# Exercise description
Set down the whole listing verbatim.

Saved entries
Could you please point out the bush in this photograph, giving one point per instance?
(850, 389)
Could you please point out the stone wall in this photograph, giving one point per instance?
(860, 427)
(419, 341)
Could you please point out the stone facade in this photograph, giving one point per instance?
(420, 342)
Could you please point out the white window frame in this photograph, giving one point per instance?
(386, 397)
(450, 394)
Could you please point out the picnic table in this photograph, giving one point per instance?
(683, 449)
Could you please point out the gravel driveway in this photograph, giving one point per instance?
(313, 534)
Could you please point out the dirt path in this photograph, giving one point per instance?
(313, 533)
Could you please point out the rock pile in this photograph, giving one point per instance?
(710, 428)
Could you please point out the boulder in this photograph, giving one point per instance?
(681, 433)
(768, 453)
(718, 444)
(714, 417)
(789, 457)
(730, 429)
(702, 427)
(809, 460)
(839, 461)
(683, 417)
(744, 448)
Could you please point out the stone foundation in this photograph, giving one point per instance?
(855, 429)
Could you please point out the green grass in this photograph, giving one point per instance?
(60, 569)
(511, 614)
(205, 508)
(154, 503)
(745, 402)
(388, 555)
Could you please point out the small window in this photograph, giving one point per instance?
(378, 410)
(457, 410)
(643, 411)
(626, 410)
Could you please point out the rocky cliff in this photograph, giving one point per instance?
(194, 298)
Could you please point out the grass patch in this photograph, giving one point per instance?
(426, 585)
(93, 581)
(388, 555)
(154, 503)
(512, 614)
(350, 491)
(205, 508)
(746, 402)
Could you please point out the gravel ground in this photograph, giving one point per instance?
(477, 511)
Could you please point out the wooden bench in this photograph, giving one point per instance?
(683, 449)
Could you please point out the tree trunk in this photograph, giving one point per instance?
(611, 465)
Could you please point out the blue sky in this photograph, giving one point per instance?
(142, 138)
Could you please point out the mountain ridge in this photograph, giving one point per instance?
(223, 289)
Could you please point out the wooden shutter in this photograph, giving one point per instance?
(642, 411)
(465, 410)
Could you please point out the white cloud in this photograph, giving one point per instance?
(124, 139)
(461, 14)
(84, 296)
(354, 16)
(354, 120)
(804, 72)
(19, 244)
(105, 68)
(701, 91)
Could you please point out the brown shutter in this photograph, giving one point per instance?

# Result of the task
Could you please point out the bush in this photograph, giving one point per instance?
(850, 389)
Could you please point out the stone wall in this photograph, giving one point per instance?
(860, 427)
(419, 341)
Could you please point out the stone facade in this photograph, giving one point per instance?
(420, 342)
Could you please point out the white window frame in this photograph, giving one point per instance?
(386, 397)
(450, 394)
Could you please point out the picnic table in this photograph, giving one point per instance?
(683, 449)
Could you please point out the gravel driveway in this photograph, giving one point per instance?
(313, 534)
Could you please point out the dirt path in this photograph, giving one point per instance?
(313, 533)
Could you please point out the rock pile in this photograph, giving one point per instance?
(710, 428)
Could you please point out the boulder in this photograph, giving one point per instance?
(681, 433)
(768, 453)
(718, 444)
(714, 417)
(789, 457)
(730, 429)
(702, 427)
(809, 460)
(839, 461)
(683, 417)
(744, 448)
Could you please point out the stone foundation in this photograph, giving one point per instance?
(855, 429)
Could you please point out the green grass in this photograph, giving one point per instance?
(60, 569)
(511, 614)
(205, 508)
(154, 503)
(745, 402)
(388, 555)
Could you please point out the small window in this photograph, giving one point per instance?
(378, 410)
(457, 410)
(643, 411)
(626, 410)
Could you please point out the rocky cliff in this photograph, giving one point per instance?
(194, 298)
Could you please point out the grass patch in this photograph, giving one point per instance?
(426, 585)
(93, 581)
(388, 555)
(154, 503)
(512, 614)
(350, 491)
(205, 508)
(746, 402)
Could you please point out the gravel ground in this photograph, giving one point per instance?
(477, 511)
Could you please point out the wooden bench in this photograph, giving one point per instance?
(683, 449)
Could you please point out the tree trunk in this photograph, giving one point per instance?
(611, 465)
Could you please point out the blue sky in this photograph, giving one point per instance?
(142, 138)
Could you please point out the mountain ridge in this photograph, giving one point per instance?
(223, 289)
Could you please point out the wooden shutter in this photograph, giving one point per instance?
(642, 411)
(465, 410)
Could you please point out the white cloud in this photograph, giving one point per instance?
(124, 139)
(461, 14)
(84, 296)
(354, 16)
(354, 120)
(804, 72)
(19, 244)
(105, 68)
(701, 91)
Could you please point out the brown shutter in this photograph, giving one point per instance?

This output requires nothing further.